Stated task => Copy out the part of the entries that opens with the line containing "[tag] weeds along" and runs through the last line of the entries, both ends included, with nothing else. In that copy, multiply each coordinate in the answer points by 0.55 and round to whole numbers, halves up, leaving every other line as it stands.

--- Begin ---

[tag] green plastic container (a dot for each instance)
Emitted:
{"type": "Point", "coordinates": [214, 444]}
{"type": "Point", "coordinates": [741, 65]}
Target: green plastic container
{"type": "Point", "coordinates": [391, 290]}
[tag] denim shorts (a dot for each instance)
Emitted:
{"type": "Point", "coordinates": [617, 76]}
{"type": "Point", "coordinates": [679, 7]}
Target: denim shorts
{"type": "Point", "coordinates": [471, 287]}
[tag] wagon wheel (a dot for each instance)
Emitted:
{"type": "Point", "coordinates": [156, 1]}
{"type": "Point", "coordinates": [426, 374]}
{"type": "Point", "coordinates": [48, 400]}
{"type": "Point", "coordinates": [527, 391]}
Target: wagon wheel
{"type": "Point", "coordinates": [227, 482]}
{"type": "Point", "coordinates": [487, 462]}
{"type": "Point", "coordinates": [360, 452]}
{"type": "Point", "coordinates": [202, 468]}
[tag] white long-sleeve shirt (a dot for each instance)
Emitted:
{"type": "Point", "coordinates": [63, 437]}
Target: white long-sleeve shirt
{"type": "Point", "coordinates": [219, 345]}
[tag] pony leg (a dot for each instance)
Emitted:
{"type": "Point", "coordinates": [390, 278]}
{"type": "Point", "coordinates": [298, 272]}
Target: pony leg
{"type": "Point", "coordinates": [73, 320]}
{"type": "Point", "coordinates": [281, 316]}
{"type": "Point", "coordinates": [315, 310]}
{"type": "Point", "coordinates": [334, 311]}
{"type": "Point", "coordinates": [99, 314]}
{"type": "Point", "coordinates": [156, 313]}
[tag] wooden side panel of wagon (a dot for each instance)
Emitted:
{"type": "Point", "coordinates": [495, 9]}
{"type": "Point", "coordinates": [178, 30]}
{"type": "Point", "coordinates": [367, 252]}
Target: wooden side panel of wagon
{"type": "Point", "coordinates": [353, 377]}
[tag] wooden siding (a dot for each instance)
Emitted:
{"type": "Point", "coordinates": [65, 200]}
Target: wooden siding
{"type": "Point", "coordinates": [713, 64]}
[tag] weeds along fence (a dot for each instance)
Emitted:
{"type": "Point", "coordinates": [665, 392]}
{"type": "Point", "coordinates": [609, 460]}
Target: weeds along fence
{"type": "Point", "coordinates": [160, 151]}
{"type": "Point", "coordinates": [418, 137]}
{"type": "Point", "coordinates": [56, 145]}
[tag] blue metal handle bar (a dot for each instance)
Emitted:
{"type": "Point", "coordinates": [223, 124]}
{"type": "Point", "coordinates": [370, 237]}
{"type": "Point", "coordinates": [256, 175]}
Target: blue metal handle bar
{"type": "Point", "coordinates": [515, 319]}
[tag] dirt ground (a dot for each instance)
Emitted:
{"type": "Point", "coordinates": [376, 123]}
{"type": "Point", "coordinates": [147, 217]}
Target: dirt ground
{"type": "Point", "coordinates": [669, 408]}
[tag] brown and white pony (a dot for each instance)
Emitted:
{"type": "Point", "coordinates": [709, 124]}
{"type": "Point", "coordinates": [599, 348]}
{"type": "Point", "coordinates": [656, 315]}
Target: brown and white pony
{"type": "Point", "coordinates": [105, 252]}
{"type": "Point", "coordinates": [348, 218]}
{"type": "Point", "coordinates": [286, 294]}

--- End ---

Exercise solution =>
[tag] weeds along fence (a dot for each instance)
Emitted:
{"type": "Point", "coordinates": [665, 392]}
{"type": "Point", "coordinates": [609, 460]}
Target: weeds along fence
{"type": "Point", "coordinates": [88, 83]}
{"type": "Point", "coordinates": [230, 75]}
{"type": "Point", "coordinates": [31, 80]}
[tag] blue metal handle bar (a dot for each instance)
Emitted:
{"type": "Point", "coordinates": [223, 124]}
{"type": "Point", "coordinates": [370, 237]}
{"type": "Point", "coordinates": [256, 175]}
Target: blue metal handle bar
{"type": "Point", "coordinates": [283, 175]}
[tag] dirt ground (a dot for each instance)
Emitted:
{"type": "Point", "coordinates": [376, 123]}
{"type": "Point", "coordinates": [147, 217]}
Target: dirt ground
{"type": "Point", "coordinates": [368, 224]}
[tag] brown and white pony (a dot for each instance)
Emitted:
{"type": "Point", "coordinates": [709, 124]}
{"type": "Point", "coordinates": [599, 348]}
{"type": "Point", "coordinates": [656, 315]}
Target: brown and white pony
{"type": "Point", "coordinates": [58, 139]}
{"type": "Point", "coordinates": [191, 120]}
{"type": "Point", "coordinates": [157, 162]}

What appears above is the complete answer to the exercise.